▶ [Fragmento]
■ ■ ■

Entre marzo y mayo, mientras la pandemia de COVID-19 arrasaba la ciudad de Nueva York, el historiador, psiquiatra y psicoanalista George Makari pensó mucho en su padre. No porque Jack Makari, un famoso especialista en inmunología del cáncer, estuviera en peligro: nacido en 1917, había muerto en 2013. Pero el centro médico de la universidad de Weill Cornell, donde trabaja, alojó a 2.500 pacientes de SARS-CoV-2, de los cuales 600 necesitaron un respirador; su vida cotidiana se llenó de hábitos como usar desinfectante de manos y limpiar todos los alimentos que entraban a su casa; su carácter se agrió un poco de tanto pelearse con desconocidos porque no usaban máscara.

■ ■ ■

▶ [Material proporcionado]
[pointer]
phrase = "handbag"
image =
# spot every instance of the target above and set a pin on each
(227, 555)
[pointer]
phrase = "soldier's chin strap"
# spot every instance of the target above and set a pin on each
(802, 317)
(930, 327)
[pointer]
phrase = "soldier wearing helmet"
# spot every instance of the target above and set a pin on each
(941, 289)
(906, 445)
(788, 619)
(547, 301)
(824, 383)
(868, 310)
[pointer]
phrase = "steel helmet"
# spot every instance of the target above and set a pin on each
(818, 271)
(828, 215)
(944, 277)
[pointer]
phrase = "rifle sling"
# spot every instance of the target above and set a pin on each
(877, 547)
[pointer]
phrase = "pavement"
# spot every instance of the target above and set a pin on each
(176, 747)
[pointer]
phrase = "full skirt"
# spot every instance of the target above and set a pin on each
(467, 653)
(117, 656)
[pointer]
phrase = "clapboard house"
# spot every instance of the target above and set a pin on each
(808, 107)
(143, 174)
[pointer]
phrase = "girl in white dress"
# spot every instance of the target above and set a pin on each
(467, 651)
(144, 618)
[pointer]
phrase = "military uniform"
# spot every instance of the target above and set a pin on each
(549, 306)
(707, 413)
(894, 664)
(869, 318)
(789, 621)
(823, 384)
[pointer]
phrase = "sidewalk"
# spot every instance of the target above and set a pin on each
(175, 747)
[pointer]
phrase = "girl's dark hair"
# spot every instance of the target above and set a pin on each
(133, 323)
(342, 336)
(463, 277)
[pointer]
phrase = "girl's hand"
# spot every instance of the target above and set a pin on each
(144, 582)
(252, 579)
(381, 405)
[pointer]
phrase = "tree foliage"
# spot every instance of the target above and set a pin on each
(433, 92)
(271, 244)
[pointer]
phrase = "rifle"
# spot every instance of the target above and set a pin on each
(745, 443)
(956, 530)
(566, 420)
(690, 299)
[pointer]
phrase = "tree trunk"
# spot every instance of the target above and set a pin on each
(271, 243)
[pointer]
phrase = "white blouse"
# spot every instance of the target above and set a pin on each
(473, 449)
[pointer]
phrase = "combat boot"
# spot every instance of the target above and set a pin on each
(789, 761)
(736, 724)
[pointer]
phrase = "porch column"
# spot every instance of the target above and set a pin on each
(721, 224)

■ ■ ■

Extrae el fragmento entero, sin cambiar ni una palabra. Las filas no tienen nada que ver con esto.

Entre marzo y mayo, mientras la pandemia de COVID-19 arrasaba la ciudad de Nueva York, el historiador, psiquiatra y psicoanalista George Makari pensó mucho en su padre. No porque Jack Makari, un famoso especialista en inmunología del cáncer, estuviera en peligro: nacido en 1917, había muerto en 2013. Pero el centro médico de la universidad de Weill Cornell, donde trabaja, alojó a 2.500 pacientes de SARS-CoV-2, de los cuales 600 necesitaron un respirador; su vida cotidiana se llenó de hábitos como usar desinfectante de manos y limpiar todos los alimentos que entraban a su casa; su carácter se agrió un poco de tanto pelearse con desconocidos porque no usaban máscara.